*Texte extrait*
☆ ☆ ☆ ☆ ☆

M. [I] et la société Saint Fiacre de [Localité 3] requièrent la confirmation du jugement entrepris de ce chef.
Ils rappellent que M. [O] était exclusivement salarié de M. [I], qu’en l’absence de contrat de travail liant M. [O] à la société Saint Fiacre de [Localité 3], le conseil de prud’hommes est incompétent.
Sur ce ;
L’article L 1411-1 du code du travail dispose que le conseil de prud’hommes règle par voie de conciliation les différends qui peuvent s’élever à l’occasion de tout contrat de travail soumis aux dispositions du présent code entre les employeurs ou leurs représentants, et les salariés qu’ils emploient. Il juge les litiges lorsque la conciliation n’a pas abouti.
Le conseil de prud’hommes est donc compétent dans les litiges nés du contrat de travail ou dans un contentieux qui trouve son origine dans celui-ci, que ce soit au moment de sa conclusion, de son exécution ou de sa rupture.

☆ ☆ ☆ ☆ ☆

*Liste des consignes*
a) D'après le passage sur la compétence du conseil de prud'hommes, quel article du code du travail fixe le rôle de ce conseil ?
b) Relevez dans le passage sur la compétence du conseil de prud'hommes tout ce qui va de « Ils rappellent que » jusqu'à « de sa rupture. », sans rien modifier.
c) Poursuivez, s'il vous plaît, le passage sur la compétence du conseil de prud'hommes à partir de sa dernière phrase.

*Données fournies*
☆ ☆ ☆ ☆ ☆

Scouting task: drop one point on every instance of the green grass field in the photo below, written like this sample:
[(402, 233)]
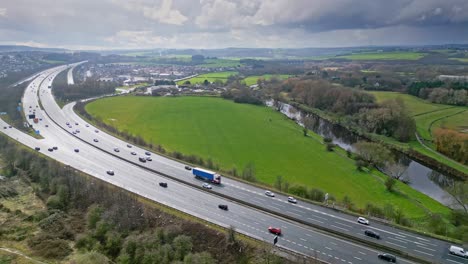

☆ ☆ ☆ ☆ ☆

*Réponses par consigne*
a) L'article L 1411-1 du code du travail.

b)
Ils rappellent que M. [O] était exclusivement salarié de M. [I], qu’en l’absence de contrat de travail liant M. [O] à la société Saint Fiacre de [Localité 3], le conseil de prud’hommes est incompétent.
Sur ce ;
L’article L 1411-1 du code du travail dispose que le conseil de prud’hommes règle par voie de conciliation les différends qui peuvent s’élever à l’occasion de tout contrat de travail soumis aux dispositions du présent code entre les employeurs ou leurs représentants, et les salariés qu’ils emploient. Il juge les litiges lorsque la conciliation n’a pas abouti.
Le conseil de prud’hommes est donc compétent dans les litiges nés du contrat de travail ou dans un contentieux qui trouve son origine dans celui-ci, que ce soit au moment de sa conclusion, de son exécution ou de sa rupture.

c)
Il est également compétent pour statuer sur la détermination d’une situation de coemploi ainsi que sur les conséquences de la reconnaissance d’une telle situation, telles qu’alléguées par le salarié, lesquelles se traduisent par une demande de condamnation solidaire de M. [I] et de la société Saint Fiacre de [Localité 3] à des dommages et intérêts, des rappels de salaire ou encore au paiement des indemnités de rupture.
Le jugement entrepris doit être infirmé en ce que le conseil de prud’hommes s’est déclaré incompétent pour juger si M. [I] et la société Saint Fiacre de [Localité 3] étaient ou non coemployeurs.
2/ Sur l’exeption d’incompétence s’agissant des demandes relatives à l’invention du salarié
Les intimés sollicitent la confirmation du jugement entrepris en ce qu’il s’est déclaré incompétent pour connaître des demandes relatives à l’invention du salarié.
Cependant, à la lecture du jugement entrepris, la cour constate que le conseil de prud’hommes ne s’est pas déclaré incompétent mais a débouté M. [O] de sa demande.
En outre, il est observé qu’à hauteur d’appel le salarié ne forme aucune demande à ce titre au dispositif de ses conclusions, qu’il ne sollicite pas l’infirmation du jugement entrepris de ce chef.
En conséquence, la cour constate n’être saisie d’aucune demande à ce titre.
3/ Sur la demande au titre de l’irrecevabilité des demandes nouvelles
La cour rappelle qu’en application de l’article 954 du code de procédure civile, elle ne statue que sur les prétentions énoncées au dispositif des écritures.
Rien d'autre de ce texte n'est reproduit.